#### [Activity list]
[1] List every country that the article on the Qatif mosque bombing mentions by name, in the order in which each first appears.
[2] From the article on the Qatif mosque bombing, repeat word for word the passage running from "Hezbollah blames Saudi" to "inside the mosque.".

An Islamic State group suicide bomber attacked a Shia mosque in Sunni-ruled Saudi Arabia on Friday, killing and wounding several people in an assault that threatens to fan sectarian tensions. The bomber struck during the main weekly prayers in Eastern Province, where assailants linked to the Sunni extremist IS killed seven members of the minority Shia community in November.
The interior ministry said a suicide bomber detonated a bomb at the mosque in Kudeih, in the Shia-majority city of Qatif, the official SPA news agency reported. "An individual detonated a bomb he was wearing under his clothes during Friday prayers at Ali Ibn Abi Taleb mosque in Kudeih in Qatif," the ministry spokesman said in a statement. He said several people were killed and wounded, without giving a breakdown.
Shia activists and witnesses gave conflicting tolls, with one saying four worshippers were killed and others speaking of 22 dead. IS said it was behind the attack, the first time the group has official claimed an attack in Saudi Arabia, and vowed "dark days ahead" for Shias until militants "chase them from the Arabian Peninsula".
IS considers Shias as heretics. A statement published online said "soldiers of the Caliphate" were behind the attack by Abu Amer al-Najdi who "detonated an explosives belt" in the mosque. The United States condemned the bombing, but White House spokesman Josh Earnest said it was not immediately able to confirm it was the work of IS.
Hezbollah blames Saudi Shia Iran demanded that the perpetrators be found and punished, and its Lebanese ally Hezbollah said it holds the Saudi authorities "totally responsible" for the bombing. News websites in eastern Saudi Arabia posted photographs of bodies lying in pools of blood, bloodied prayer rugs and damage inside the mosque.
Qatif hospital issued an urgent call for blood donations and called in off-duty staff to cope with the high number of casualties, an activist said. Qatif resident Naseema Assada said worshippers were celebrating the birth of Hazrat Imam Hussein (AS) when the blast occurred. "The people are very angry," she said, adding that they tried to stop police from entering Kudeih.
Residents had feared such an attack was coming, she said, because the government was failing to curb hate speech on social media against the Shia community which complains of marginalisation. "We don't want a repeat of what is happening in Syria or Iraq here," she said, referring to the jihadist IS that has declared a "caliphate" in those countries. "This is our country and we love it."
The mufti of Saudi Arabia, the country's highest-ranking Sunni cleric, denounced the attack. "It is a criminal act aimed at dividing the sons of the nation... and at sowing trouble in our country," he said on state television. Hezbollah accused Saudi authorities of "sponsoring and backing criminal murderers" and of "failing to protect" its Shia citizens.
The attack comes as a Saudi-led coalition has since March 26 been bombing Shia rebels in Yemen who have overrun much of the country and forced the government to flee abroad. Analysts said radical Sunnis in the ultra-conservative kingdom consider Saudi Shias to be allies of the Yemen Houthi rebels.
"This (attack) was unfortunately only a matter of time," said Frederic Wehrey, a Gulf analyst at the US-based Carnegie Endowment for International Peace. Shias have not joined in the "wave of Sunni nationalism" that has followed the Saudi-led campaign against the rebels in Yemen, and are considered by radical Salafists as a "fifth column" for the Houthis.

#### [Saved entries]
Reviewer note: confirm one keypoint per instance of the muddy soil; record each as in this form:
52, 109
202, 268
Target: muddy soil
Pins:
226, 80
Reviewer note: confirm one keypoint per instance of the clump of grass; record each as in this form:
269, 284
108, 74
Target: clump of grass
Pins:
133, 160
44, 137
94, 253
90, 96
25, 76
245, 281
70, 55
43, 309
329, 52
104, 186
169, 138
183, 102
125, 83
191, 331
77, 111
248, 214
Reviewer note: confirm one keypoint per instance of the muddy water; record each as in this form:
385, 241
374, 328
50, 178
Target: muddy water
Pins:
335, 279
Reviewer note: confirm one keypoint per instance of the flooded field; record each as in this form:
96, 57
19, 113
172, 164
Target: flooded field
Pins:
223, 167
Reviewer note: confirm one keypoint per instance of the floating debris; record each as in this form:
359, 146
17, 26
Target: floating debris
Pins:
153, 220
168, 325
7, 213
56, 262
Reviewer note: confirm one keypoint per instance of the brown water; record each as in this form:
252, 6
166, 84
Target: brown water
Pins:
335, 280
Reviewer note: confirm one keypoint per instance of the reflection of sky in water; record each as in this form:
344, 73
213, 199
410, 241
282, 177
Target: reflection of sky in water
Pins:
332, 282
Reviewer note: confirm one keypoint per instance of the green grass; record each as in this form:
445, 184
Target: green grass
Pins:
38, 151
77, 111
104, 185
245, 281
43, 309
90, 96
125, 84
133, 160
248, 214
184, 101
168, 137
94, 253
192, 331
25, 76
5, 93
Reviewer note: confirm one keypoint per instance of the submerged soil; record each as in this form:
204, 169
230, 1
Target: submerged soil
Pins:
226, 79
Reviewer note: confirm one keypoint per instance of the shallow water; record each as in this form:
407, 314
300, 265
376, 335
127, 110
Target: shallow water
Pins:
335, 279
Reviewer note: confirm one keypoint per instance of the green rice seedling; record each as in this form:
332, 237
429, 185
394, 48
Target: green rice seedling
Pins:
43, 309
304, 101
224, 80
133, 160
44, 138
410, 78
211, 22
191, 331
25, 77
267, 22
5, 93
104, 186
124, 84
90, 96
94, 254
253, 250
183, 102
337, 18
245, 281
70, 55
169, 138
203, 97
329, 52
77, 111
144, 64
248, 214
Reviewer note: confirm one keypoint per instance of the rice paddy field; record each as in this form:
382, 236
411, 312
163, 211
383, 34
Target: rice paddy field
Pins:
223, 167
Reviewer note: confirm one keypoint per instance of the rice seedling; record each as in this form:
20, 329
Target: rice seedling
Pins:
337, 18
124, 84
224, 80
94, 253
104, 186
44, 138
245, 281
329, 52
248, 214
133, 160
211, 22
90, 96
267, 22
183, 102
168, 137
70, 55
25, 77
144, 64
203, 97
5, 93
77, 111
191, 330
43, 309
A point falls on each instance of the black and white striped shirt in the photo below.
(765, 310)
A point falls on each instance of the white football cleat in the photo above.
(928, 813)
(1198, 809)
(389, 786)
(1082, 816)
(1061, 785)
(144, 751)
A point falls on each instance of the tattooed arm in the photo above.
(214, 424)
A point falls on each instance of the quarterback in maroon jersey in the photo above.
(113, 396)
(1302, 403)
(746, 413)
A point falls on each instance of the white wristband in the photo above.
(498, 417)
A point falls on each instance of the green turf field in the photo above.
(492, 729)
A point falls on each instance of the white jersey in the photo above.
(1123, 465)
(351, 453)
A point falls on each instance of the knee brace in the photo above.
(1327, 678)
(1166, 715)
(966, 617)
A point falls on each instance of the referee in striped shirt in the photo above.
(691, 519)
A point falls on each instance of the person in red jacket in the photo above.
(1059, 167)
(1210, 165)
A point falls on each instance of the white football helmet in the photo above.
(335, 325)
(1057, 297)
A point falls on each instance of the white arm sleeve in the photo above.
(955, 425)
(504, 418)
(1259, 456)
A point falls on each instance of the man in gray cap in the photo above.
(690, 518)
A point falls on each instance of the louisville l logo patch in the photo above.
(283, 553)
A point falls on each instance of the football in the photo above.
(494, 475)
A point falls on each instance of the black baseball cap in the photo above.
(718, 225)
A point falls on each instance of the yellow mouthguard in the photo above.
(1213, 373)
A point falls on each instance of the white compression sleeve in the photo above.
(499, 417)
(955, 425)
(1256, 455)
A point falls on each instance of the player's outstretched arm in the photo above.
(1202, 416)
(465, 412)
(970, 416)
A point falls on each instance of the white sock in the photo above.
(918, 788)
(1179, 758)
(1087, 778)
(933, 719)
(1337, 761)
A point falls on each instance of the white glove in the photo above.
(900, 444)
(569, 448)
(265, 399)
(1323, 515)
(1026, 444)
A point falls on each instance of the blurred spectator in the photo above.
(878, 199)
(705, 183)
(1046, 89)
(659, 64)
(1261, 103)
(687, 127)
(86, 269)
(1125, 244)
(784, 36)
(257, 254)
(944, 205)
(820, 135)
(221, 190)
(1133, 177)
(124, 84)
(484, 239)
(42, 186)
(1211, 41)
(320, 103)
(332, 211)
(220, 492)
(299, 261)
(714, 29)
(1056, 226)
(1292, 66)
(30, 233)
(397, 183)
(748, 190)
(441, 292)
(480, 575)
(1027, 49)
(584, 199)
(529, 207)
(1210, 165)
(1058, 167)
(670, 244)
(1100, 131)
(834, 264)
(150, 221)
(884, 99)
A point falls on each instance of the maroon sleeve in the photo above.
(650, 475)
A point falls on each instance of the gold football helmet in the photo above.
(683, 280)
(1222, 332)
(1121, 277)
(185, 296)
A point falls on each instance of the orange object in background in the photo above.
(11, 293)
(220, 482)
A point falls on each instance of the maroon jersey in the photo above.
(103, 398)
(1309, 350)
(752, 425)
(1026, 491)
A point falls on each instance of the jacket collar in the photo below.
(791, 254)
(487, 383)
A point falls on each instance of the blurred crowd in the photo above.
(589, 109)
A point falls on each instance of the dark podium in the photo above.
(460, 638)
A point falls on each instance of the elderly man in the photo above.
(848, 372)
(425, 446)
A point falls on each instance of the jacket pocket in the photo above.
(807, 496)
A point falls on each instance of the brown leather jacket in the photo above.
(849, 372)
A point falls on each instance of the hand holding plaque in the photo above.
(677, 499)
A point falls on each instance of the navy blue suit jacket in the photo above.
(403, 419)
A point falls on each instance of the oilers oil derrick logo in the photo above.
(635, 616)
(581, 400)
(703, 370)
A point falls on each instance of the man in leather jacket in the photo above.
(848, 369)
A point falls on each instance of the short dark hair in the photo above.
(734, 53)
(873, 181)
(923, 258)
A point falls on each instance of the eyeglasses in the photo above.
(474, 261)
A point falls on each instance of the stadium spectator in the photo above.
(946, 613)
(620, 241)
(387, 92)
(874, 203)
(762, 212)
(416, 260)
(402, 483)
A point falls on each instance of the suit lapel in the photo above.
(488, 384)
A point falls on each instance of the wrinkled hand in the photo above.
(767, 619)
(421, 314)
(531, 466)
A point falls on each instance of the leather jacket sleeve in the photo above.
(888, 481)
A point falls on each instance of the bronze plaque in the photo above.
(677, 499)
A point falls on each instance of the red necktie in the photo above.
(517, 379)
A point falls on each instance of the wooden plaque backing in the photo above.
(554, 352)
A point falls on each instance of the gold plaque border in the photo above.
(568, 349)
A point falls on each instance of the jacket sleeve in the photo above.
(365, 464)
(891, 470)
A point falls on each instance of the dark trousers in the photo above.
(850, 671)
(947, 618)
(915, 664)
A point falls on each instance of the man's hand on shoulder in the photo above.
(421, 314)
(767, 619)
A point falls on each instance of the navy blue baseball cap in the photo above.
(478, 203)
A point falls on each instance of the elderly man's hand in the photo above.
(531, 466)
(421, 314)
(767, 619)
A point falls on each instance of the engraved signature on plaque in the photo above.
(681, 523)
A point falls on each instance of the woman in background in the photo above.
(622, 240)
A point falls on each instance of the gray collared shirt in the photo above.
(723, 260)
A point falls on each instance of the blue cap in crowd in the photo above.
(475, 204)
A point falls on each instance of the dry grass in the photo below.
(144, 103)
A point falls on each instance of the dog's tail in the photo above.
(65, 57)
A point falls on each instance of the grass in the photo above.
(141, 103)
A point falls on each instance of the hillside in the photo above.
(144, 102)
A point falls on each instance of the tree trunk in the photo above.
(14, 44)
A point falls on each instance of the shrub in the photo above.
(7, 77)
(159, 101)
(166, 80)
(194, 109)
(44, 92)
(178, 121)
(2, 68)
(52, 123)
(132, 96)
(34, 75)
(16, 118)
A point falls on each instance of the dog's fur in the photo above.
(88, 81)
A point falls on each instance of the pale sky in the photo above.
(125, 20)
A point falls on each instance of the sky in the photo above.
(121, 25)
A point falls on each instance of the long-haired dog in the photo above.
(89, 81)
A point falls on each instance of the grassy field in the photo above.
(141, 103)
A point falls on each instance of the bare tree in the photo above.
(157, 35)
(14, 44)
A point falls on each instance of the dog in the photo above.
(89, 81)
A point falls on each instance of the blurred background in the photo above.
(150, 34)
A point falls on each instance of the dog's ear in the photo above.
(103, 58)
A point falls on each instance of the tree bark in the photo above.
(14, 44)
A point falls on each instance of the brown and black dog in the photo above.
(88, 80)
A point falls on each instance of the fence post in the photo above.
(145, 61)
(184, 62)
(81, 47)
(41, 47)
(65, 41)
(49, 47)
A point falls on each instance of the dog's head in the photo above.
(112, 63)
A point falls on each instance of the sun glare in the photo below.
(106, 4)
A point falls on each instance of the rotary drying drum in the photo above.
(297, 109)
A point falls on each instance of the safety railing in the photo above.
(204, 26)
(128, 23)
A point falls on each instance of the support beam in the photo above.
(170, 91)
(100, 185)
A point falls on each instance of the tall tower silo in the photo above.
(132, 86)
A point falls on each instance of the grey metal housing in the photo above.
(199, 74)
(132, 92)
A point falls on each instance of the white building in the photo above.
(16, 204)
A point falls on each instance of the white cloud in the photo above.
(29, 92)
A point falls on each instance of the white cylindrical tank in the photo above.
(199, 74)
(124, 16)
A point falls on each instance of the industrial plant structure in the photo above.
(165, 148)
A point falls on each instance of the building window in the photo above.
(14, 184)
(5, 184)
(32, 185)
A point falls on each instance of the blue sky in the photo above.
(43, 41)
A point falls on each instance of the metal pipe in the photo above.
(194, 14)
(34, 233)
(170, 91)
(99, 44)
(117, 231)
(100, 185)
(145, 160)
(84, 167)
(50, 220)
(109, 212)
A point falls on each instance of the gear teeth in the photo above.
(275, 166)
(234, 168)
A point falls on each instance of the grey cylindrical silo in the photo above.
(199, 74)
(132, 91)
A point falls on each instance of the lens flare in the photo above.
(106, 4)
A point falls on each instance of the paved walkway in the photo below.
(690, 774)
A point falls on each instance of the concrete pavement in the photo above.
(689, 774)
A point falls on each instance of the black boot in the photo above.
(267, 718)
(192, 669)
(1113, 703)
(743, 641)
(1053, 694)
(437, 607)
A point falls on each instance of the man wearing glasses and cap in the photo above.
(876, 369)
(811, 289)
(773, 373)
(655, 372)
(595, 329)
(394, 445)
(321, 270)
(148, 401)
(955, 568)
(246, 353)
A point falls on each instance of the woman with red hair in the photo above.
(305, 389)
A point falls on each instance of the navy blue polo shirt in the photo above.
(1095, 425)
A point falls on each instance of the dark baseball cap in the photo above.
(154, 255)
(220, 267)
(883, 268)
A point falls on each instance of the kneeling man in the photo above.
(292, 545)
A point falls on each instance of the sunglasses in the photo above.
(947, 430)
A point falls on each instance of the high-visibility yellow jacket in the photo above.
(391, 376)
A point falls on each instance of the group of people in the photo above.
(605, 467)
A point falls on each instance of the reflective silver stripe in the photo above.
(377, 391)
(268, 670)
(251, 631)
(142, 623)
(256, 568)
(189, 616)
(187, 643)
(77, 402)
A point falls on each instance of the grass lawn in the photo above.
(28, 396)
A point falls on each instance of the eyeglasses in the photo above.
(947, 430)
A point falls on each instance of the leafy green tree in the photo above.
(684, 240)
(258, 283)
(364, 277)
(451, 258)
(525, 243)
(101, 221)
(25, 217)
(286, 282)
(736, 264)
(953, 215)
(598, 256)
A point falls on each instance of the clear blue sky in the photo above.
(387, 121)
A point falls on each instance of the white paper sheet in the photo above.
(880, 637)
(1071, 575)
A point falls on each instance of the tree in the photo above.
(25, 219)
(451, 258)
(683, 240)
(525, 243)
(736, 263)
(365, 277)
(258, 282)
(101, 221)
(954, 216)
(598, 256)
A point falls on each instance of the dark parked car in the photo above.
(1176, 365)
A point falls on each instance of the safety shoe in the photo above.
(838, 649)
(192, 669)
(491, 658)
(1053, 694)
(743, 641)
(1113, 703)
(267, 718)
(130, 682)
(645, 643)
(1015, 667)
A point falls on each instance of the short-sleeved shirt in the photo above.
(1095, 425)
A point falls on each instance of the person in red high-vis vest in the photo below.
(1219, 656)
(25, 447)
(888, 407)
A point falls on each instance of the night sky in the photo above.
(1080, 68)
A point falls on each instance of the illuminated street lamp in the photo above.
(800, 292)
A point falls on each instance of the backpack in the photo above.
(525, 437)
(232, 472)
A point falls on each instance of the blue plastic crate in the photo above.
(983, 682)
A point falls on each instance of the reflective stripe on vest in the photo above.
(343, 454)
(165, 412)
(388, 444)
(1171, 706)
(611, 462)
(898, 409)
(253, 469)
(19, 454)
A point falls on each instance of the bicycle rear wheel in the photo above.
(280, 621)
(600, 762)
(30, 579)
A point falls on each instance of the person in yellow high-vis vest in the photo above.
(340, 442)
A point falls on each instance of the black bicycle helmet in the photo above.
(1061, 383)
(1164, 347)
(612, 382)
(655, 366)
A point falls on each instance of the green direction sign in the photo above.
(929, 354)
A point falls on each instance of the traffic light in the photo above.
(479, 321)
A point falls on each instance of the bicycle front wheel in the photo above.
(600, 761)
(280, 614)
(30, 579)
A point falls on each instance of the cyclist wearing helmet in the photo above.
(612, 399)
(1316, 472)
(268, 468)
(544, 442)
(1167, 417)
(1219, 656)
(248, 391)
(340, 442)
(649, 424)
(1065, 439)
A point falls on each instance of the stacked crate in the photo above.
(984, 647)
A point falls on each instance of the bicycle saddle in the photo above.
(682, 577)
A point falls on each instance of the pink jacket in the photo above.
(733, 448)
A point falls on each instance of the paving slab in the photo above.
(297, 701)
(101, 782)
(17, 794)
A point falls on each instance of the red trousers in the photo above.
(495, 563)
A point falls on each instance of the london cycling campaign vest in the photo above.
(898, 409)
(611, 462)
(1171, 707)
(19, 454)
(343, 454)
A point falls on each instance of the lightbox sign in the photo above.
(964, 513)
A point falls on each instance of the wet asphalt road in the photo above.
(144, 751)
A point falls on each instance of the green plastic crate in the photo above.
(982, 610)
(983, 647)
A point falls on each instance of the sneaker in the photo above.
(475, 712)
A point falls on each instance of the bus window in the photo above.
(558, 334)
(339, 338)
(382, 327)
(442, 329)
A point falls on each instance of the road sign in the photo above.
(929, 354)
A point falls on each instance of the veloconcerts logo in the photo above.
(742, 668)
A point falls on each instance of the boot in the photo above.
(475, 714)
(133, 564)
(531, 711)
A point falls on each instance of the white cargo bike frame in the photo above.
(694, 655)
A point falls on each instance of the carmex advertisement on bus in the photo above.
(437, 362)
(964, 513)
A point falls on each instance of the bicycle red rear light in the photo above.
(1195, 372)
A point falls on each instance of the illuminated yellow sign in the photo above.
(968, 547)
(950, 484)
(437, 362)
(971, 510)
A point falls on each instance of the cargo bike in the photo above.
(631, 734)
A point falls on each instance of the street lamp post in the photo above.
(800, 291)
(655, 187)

#### [Answers to this exercise]
[1] Saudi Arabia, United States, Iran, Syria, Iraq, Yemen

[2]
Hezbollah blames Saudi Shia Iran demanded that the perpetrators be found and punished, and its Lebanese ally Hezbollah said it holds the Saudi authorities "totally responsible" for the bombing. News websites in eastern Saudi Arabia posted photographs of bodies lying in pools of blood, bloodied prayer rugs and damage inside the mosque.